THE REQUEST: Return, without any change, the part of the listing below that opens with the line containing "Annotation task — point out every instance of the bridge support" and closes with the line containing "[(146, 82)]", including both of those lines.

>> Start

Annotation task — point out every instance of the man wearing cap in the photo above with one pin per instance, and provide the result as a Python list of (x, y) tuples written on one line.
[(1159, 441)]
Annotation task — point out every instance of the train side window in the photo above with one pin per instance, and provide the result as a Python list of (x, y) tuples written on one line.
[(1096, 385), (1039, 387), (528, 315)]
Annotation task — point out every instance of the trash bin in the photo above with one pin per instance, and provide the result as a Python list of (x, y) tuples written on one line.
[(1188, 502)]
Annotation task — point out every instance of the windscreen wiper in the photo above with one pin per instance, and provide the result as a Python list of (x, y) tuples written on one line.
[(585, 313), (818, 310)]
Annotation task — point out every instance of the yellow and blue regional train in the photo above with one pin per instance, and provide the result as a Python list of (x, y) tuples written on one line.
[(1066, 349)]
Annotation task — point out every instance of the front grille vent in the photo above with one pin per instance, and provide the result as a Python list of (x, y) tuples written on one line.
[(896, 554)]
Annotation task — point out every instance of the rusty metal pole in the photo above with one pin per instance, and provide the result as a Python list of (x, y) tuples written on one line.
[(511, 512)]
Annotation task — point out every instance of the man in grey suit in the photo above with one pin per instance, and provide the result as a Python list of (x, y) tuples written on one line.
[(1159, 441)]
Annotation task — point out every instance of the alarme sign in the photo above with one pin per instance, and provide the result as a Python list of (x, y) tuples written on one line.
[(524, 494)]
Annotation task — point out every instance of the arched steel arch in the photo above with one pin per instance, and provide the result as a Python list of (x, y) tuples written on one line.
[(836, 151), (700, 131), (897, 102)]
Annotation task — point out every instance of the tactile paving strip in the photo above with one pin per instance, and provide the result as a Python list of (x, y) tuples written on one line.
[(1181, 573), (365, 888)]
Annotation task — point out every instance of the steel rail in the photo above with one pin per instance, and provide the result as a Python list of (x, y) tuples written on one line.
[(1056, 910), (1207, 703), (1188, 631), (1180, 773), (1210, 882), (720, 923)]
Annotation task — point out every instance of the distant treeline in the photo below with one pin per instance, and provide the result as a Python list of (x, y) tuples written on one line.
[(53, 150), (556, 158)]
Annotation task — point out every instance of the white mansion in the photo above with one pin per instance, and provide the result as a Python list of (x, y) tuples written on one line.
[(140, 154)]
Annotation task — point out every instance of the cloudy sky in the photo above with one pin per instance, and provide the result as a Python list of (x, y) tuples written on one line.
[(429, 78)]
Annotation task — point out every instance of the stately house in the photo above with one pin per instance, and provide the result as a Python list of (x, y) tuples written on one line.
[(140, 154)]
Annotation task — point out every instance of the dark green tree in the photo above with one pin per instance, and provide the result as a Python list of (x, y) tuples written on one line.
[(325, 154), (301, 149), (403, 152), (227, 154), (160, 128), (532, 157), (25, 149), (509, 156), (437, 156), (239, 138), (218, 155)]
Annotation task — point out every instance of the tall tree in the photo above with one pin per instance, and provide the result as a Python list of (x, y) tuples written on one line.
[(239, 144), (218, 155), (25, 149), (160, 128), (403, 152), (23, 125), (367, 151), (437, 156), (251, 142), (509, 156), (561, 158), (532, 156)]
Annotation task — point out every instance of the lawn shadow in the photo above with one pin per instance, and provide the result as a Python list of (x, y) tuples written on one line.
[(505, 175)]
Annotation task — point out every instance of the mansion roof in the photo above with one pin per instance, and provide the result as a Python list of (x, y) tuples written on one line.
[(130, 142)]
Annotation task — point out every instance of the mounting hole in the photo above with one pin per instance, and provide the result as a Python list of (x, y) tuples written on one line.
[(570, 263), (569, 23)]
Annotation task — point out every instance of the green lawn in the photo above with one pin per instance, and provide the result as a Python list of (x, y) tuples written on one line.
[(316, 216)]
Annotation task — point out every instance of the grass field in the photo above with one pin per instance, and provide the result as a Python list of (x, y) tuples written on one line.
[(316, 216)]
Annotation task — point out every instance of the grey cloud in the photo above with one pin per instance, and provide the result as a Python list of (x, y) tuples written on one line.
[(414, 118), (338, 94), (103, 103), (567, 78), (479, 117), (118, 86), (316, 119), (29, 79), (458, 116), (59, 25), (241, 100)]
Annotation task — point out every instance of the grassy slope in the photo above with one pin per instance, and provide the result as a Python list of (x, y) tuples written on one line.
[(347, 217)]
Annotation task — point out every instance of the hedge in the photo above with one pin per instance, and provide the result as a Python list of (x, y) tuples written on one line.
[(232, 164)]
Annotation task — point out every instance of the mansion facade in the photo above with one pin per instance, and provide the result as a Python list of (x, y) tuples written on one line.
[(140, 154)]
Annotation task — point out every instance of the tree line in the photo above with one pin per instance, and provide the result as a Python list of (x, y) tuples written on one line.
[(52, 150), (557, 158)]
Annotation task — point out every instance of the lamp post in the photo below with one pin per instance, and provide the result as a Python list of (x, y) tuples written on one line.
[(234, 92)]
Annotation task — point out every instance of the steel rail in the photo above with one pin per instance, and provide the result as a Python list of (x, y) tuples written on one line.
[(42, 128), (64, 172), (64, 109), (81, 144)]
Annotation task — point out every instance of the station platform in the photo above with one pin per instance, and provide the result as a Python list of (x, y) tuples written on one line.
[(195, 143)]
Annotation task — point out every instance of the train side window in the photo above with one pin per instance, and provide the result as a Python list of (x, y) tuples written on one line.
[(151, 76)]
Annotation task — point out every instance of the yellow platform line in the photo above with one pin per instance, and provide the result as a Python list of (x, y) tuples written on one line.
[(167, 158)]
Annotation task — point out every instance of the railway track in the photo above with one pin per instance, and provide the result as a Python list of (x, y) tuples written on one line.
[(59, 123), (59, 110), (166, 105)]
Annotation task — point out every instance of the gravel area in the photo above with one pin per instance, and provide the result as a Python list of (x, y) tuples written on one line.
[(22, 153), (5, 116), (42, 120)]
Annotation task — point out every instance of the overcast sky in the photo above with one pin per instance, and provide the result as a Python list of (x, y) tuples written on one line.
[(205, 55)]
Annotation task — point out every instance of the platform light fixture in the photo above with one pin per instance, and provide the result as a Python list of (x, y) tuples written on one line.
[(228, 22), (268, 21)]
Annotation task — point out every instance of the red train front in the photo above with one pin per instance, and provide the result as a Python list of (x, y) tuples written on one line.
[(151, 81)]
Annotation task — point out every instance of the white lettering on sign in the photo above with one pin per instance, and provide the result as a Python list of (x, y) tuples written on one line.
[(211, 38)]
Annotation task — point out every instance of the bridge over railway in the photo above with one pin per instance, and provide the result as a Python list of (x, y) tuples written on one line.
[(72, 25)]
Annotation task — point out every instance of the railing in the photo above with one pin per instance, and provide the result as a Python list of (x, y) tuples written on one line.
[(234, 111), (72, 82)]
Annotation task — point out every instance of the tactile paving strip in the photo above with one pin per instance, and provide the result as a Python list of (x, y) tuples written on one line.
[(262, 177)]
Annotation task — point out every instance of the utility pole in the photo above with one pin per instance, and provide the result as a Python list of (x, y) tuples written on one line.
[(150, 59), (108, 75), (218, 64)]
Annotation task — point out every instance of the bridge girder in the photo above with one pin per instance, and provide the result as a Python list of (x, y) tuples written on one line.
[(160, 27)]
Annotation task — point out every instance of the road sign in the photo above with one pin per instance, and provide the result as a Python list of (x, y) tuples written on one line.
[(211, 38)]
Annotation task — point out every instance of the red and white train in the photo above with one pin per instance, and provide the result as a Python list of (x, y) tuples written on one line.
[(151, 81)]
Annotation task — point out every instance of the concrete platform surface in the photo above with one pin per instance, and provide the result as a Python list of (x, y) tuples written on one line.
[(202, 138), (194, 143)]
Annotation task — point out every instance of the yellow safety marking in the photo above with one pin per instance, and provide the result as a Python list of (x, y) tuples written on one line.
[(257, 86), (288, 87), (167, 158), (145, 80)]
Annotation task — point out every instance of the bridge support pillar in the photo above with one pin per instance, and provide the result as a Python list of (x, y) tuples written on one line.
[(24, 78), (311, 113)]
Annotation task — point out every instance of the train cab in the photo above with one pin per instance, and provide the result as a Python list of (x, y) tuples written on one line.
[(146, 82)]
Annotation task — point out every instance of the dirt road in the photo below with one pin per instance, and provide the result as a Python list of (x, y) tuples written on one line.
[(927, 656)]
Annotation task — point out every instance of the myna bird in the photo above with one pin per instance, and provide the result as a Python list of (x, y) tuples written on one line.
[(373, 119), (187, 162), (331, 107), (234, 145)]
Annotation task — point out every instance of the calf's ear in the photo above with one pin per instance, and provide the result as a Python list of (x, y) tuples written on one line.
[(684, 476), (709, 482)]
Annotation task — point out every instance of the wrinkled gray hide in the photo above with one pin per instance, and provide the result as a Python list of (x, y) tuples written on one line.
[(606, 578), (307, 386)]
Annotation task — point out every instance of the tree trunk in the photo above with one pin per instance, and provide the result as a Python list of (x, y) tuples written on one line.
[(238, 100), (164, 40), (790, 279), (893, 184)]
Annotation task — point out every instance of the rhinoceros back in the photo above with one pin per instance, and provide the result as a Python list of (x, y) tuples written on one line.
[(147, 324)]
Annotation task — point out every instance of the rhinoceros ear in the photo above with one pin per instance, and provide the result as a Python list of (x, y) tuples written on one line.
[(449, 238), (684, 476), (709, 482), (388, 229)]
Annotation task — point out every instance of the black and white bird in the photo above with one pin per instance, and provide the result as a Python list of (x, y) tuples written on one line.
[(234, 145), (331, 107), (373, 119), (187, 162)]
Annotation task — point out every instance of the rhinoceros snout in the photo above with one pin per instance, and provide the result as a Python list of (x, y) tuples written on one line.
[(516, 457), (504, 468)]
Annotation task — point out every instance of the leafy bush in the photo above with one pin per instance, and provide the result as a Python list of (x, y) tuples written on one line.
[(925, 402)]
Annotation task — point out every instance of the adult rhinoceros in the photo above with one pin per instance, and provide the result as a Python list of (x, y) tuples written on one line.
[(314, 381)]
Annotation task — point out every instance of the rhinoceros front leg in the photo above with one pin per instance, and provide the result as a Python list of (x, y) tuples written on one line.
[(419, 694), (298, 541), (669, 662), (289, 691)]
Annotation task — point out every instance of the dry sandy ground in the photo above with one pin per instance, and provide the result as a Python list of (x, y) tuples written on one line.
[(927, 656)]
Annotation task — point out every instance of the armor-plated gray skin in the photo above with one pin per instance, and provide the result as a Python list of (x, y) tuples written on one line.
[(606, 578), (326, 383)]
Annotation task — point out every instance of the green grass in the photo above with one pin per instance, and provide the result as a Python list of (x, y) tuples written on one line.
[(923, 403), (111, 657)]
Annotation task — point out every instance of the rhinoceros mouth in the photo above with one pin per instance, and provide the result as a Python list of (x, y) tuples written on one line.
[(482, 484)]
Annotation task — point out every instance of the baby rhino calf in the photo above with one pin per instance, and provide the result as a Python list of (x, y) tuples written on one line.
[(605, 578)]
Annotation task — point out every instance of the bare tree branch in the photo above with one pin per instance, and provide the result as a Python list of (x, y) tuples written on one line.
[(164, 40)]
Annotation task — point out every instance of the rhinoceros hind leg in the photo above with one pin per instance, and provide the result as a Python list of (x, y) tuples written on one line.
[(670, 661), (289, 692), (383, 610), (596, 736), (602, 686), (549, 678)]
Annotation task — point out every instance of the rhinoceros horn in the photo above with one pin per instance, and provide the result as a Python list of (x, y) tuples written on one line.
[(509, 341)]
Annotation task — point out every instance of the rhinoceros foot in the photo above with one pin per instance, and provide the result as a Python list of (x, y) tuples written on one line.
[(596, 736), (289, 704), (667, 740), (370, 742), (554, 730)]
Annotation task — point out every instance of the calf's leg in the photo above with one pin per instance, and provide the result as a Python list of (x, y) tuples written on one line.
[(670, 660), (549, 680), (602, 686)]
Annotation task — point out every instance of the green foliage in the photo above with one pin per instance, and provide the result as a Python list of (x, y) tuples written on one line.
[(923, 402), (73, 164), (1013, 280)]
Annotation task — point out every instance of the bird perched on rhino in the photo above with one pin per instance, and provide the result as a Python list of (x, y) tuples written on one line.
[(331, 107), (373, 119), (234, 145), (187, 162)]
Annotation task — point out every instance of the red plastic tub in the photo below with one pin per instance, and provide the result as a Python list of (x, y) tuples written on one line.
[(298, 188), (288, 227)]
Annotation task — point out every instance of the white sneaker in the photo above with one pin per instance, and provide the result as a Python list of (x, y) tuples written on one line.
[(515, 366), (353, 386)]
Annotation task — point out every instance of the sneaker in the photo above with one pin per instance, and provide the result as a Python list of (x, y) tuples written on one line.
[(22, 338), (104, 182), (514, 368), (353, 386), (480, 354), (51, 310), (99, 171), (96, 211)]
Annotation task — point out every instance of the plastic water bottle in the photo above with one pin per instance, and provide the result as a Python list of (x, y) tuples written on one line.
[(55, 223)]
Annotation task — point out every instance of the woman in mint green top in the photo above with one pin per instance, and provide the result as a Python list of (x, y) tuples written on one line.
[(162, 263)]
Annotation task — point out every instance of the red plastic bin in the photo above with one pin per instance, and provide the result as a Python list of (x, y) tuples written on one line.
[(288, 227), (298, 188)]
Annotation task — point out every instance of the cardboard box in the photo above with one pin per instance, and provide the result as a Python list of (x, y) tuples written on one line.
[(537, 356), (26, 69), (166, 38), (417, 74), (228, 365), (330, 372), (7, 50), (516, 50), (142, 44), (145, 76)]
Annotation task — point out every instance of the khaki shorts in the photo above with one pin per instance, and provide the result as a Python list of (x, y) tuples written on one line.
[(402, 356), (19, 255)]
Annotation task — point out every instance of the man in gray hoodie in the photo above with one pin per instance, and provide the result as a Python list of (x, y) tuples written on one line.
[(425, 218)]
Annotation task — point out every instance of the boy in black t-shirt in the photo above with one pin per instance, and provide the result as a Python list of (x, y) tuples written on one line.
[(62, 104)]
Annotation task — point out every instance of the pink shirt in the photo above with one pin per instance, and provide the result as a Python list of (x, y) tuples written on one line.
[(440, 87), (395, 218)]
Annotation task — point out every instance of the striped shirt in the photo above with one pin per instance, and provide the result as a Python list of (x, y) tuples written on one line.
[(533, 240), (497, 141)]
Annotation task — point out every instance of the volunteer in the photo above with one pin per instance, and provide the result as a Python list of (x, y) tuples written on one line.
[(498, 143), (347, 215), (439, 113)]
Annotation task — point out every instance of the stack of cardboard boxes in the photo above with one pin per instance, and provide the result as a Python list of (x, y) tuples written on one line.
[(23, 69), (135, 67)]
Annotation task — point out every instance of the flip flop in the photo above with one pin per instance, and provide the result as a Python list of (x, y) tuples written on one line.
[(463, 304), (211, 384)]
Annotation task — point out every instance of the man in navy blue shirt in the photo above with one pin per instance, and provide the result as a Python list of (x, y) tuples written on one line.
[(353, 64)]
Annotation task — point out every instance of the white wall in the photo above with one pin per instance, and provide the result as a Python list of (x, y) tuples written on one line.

>> End

REPLY:
Annotation task — point out every instance of the bridge support pillar in the photo above with one pin per instance, and provide the result as a Python list of (x, y) tuples written on one line.
[(24, 78), (311, 113)]
Annotation task — point out every instance of the train cab in the photo above with one pin per instance, and provide the result as a Python list of (x, y) tuples written on one line.
[(146, 82)]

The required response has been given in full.